------ Trecho selecionado

Título: Anistia e desculpas nos 100 anos de Marighella
Autor: Roxo, Sérgio
Fonte: O Globo, 04/12/2011, O País, p. 10

Ex-guerrilheiro, considerado pela ditadura o inimigo número um, será homenageado pela Comissão de Anistia

SÃO PAULO. Considerado inimigo público número um da ditadura militar, o guerrilheiro Carlos Marighella será homenageado amanhã, dia do centenário de seu nascimento, pela Comissão de Anistia. A família dele receberá, em Salvador, cidade natal do ex-líder da Ação Libertadora Nacional (ALN) , o pedido formal de desculpas do Estado brasileiro por causa da perseguição política que sofreu ao longo de toda a vida.

Entre parentes e ex-companheiros, o evento, em que será concedida a anistia política ao guerrilheiro, é visto como símbolo de resgate de sua figura.

- Pode fazer com que novas gerações se interessem em conhecer a importância do Marighella ao país - diz Clara Charf, viúva do líder da ALN.

- É o coroamento de 40 anos de luta para fazer com que o país conheça uma figura que viveu condenada a um silêncio total por todo esse período - afirma Carlos Augusto Marighella, filho do guerrilheiro com Elza Sento Sé.

Filho afirma que imagem de Marighella foi destruída

Para Carlos Augusto, a ditadura militar teve a preocupação de destruir a imagem de seu pai.

------------

**Enunciado 1:** Segundo a reportagem sobre o centenário de Marighella, por que o Estado brasileiro vai pedir desculpas formais à família dele? Responda em uma ou duas frases.
**Enunciado 2:** Copie da reportagem sobre o centenário de Marighella, sem mudar nada, o trecho que começa em "SÃO PAULO. Considerado" e segue até "de sua figura.".

------ Dados armazenados

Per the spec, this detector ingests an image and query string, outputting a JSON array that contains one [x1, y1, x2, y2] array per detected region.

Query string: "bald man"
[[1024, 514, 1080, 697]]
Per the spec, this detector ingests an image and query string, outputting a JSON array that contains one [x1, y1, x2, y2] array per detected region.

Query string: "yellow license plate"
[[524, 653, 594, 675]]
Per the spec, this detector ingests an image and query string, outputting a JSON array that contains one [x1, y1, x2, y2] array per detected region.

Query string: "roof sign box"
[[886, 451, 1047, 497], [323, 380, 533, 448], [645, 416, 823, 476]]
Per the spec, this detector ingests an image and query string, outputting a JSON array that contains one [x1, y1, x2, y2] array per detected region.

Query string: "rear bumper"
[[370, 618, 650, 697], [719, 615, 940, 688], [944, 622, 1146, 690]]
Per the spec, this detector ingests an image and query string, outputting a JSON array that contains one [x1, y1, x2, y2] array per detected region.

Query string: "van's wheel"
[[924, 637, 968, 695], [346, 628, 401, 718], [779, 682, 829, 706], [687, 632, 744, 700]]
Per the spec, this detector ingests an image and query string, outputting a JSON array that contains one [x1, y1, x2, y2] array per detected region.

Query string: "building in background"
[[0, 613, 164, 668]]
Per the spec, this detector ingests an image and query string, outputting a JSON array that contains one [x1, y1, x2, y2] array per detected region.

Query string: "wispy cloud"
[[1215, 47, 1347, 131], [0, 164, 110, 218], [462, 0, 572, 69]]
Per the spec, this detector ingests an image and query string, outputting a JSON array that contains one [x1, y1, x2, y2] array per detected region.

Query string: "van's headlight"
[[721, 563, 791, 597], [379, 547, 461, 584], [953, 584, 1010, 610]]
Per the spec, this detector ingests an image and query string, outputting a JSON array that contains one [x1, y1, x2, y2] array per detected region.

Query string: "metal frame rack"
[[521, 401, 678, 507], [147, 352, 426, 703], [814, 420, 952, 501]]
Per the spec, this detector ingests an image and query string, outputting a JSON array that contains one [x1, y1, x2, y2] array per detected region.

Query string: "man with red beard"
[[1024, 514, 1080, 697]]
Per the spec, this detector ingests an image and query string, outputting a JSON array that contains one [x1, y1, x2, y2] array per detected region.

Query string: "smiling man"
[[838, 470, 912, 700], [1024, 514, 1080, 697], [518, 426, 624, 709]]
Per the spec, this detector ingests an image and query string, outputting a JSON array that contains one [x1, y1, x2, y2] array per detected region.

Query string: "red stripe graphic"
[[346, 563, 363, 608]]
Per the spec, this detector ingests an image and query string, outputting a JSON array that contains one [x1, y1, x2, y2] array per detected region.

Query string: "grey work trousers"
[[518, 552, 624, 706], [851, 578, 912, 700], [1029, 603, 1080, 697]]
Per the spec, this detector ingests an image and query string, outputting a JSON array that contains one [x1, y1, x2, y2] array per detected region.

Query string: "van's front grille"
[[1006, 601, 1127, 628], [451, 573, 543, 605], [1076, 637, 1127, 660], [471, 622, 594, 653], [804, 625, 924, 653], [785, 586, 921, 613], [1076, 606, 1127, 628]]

------------

**Resposta comentada 1:** O Estado brasileiro vai pedir desculpas à família de Carlos Marighella por causa da perseguição política que ele sofreu ao longo de toda a vida. O pedido será entregue em Salvador, no dia do centenário do seu nascimento.

**Resposta comentada 2:**
SÃO PAULO. Considerado inimigo público número um da ditadura militar, o guerrilheiro Carlos Marighella será homenageado amanhã, dia do centenário de seu nascimento, pela Comissão de Anistia. A família dele receberá, em Salvador, cidade natal do ex-líder da Ação Libertadora Nacional (ALN) , o pedido formal de desculpas do Estado brasileiro por causa da perseguição política que sofreu ao longo de toda a vida.

Entre parentes e ex-companheiros, o evento, em que será concedida a anistia política ao guerrilheiro, é visto como símbolo de resgate de sua figura.